> [Provided material]:

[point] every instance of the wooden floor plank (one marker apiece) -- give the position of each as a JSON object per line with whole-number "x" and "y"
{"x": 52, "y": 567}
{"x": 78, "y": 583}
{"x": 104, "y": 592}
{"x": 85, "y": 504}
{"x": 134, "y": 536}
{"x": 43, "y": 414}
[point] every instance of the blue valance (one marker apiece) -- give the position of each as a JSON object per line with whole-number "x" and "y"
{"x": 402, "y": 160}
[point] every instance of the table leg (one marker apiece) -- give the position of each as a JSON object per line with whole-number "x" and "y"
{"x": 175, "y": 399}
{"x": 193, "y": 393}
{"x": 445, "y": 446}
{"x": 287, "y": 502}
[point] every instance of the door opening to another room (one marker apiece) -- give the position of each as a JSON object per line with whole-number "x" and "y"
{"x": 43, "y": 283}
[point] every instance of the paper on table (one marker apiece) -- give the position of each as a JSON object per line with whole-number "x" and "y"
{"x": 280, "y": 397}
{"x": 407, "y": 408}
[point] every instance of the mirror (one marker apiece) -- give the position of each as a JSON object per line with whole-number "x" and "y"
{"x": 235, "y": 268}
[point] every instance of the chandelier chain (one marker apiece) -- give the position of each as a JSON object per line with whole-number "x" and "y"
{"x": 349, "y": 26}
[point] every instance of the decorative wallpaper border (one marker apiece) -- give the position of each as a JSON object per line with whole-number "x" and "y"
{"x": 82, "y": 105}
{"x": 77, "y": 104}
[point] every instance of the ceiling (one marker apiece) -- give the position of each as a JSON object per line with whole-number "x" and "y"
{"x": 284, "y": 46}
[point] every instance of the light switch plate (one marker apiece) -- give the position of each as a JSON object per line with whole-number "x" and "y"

> [Task item]: Give again, word for word, every line from the one holding "[point] every instance of the mirror" to the end of the data.

> [Answer to the problem]:
[point] every instance of the mirror (one marker apiece) -- give the position of each as a JSON object per line with whole-number "x" and "y"
{"x": 235, "y": 268}
[point] every instance of the chandelier chain (one marker apiece) -- give the position of each as a JSON object per line with whole-number "x" and "y"
{"x": 349, "y": 26}
[point] every instance of the decorative wallpaper border (one marker apiece) -- give the position of each as a JSON object per line with whole-number "x" and "y"
{"x": 82, "y": 105}
{"x": 77, "y": 104}
[point] every instance of the ceiling (one marker apiece) -- give the position of each as a JSON object per line with whole-number "x" and "y"
{"x": 284, "y": 46}
[point] every instance of the light switch plate (one marker apiece) -- give the position of each as a JSON object per line with whole-number "x" and "y"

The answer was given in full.